* **DATASET EXTRACT**:
[Start of section]

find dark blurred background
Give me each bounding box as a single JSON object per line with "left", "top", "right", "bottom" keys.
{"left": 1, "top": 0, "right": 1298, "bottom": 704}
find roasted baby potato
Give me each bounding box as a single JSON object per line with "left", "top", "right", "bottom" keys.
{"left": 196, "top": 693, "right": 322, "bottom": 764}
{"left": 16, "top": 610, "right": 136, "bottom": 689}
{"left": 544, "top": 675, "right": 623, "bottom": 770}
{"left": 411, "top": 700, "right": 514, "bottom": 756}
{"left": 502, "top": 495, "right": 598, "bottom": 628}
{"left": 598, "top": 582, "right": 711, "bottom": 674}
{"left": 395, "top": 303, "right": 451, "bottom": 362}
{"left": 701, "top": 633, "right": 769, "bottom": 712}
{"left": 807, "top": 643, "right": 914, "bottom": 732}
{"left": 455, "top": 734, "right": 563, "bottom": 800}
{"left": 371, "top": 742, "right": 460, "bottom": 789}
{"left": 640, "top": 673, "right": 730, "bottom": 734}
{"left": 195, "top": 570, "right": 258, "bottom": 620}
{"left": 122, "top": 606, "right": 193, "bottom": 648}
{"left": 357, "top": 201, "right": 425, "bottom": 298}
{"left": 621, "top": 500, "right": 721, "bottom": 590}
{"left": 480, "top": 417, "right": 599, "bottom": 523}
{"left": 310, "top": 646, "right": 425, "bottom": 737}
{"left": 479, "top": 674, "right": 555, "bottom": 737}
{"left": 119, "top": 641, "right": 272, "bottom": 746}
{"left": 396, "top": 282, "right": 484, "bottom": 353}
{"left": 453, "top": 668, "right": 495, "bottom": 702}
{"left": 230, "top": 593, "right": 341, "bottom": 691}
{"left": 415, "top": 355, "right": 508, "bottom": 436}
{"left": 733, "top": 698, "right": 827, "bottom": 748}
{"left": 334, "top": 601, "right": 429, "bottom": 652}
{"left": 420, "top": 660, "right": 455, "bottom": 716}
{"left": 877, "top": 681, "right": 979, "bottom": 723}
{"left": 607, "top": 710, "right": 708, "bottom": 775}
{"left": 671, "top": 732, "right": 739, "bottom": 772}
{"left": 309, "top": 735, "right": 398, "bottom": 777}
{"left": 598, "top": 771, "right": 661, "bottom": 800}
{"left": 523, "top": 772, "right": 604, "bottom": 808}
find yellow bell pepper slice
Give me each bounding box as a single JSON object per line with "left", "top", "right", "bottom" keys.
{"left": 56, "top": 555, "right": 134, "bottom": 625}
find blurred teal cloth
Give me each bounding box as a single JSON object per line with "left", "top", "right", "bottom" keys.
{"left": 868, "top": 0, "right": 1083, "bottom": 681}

[End of section]
[Start of section]

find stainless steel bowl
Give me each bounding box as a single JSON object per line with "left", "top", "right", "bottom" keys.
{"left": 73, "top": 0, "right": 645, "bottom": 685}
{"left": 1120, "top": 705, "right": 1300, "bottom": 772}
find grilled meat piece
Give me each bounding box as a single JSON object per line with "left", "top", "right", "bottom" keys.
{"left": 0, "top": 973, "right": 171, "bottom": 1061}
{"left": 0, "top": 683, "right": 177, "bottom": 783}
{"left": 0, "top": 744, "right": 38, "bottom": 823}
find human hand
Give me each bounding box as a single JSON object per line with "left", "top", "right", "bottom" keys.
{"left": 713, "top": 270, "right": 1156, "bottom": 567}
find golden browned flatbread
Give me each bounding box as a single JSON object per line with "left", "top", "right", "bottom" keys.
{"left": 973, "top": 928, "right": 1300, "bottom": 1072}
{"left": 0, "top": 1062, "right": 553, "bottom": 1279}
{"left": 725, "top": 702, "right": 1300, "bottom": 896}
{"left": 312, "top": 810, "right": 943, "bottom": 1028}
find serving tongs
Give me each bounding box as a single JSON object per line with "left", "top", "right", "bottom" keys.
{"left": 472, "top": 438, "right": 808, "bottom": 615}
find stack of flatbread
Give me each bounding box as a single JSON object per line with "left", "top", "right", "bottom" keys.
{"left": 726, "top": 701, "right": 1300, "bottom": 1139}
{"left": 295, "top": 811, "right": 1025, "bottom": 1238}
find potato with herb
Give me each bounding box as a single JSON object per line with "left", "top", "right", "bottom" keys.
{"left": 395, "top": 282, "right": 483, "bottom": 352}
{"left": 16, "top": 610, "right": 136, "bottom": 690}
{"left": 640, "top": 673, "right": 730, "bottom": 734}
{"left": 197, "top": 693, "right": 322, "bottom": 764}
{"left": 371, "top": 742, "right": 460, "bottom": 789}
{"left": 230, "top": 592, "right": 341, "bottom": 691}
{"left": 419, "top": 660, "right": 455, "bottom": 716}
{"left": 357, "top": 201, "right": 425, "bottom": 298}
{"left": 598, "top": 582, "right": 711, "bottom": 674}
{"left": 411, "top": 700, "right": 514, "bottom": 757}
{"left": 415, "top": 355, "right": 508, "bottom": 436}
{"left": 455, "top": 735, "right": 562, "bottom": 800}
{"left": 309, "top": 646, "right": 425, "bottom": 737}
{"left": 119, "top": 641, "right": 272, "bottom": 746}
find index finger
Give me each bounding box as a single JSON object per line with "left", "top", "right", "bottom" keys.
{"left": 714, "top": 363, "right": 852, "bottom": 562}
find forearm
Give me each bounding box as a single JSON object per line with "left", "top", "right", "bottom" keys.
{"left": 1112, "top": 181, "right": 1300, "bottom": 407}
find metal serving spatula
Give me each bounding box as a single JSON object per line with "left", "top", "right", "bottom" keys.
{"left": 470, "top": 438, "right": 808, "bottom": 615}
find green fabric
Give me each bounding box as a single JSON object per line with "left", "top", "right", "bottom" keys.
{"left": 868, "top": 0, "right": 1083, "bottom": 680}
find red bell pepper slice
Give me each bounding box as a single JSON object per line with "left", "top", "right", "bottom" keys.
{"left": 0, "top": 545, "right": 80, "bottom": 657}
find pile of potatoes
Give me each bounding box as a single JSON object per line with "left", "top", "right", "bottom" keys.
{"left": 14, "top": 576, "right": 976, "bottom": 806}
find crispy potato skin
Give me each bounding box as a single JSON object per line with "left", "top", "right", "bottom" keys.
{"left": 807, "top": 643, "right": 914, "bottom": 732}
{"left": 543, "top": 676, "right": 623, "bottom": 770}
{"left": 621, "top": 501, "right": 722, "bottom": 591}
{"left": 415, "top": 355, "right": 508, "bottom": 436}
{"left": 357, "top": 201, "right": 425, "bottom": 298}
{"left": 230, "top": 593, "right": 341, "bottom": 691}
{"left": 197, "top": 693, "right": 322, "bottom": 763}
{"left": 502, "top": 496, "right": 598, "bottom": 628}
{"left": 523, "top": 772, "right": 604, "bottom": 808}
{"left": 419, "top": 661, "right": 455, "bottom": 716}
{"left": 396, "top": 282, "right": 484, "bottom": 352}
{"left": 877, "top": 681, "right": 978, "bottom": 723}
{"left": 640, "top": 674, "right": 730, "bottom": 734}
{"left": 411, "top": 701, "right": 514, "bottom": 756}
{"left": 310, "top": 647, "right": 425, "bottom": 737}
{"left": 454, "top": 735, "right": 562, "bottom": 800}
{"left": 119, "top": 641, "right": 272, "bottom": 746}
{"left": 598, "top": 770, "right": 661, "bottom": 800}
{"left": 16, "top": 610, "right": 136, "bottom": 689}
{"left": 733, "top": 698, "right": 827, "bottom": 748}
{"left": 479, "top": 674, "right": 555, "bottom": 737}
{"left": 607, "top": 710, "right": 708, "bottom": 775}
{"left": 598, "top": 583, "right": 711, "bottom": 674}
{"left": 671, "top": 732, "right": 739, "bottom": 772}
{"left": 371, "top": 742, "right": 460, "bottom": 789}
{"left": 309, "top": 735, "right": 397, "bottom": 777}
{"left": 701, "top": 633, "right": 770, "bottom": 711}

[End of section]

* **EXERCISE INSTRUCTIONS**: Could you reproduce exactly the lines of the entries above, from the one with "find green fabric" through the one with "find crispy potato skin", and nothing else?

* **EXPECTED ANSWER**:
find green fabric
Give me each bounding box as a single JSON object per line with "left", "top", "right", "bottom" keys.
{"left": 868, "top": 0, "right": 1083, "bottom": 680}
find red bell pepper slice
Give me each bounding box as a single JSON object per line with "left", "top", "right", "bottom" keys.
{"left": 0, "top": 545, "right": 80, "bottom": 657}
find pile of potatoes
Give me each bounding box as a single JSON object per line with "left", "top", "right", "bottom" keys.
{"left": 14, "top": 576, "right": 976, "bottom": 806}
find crispy potato skin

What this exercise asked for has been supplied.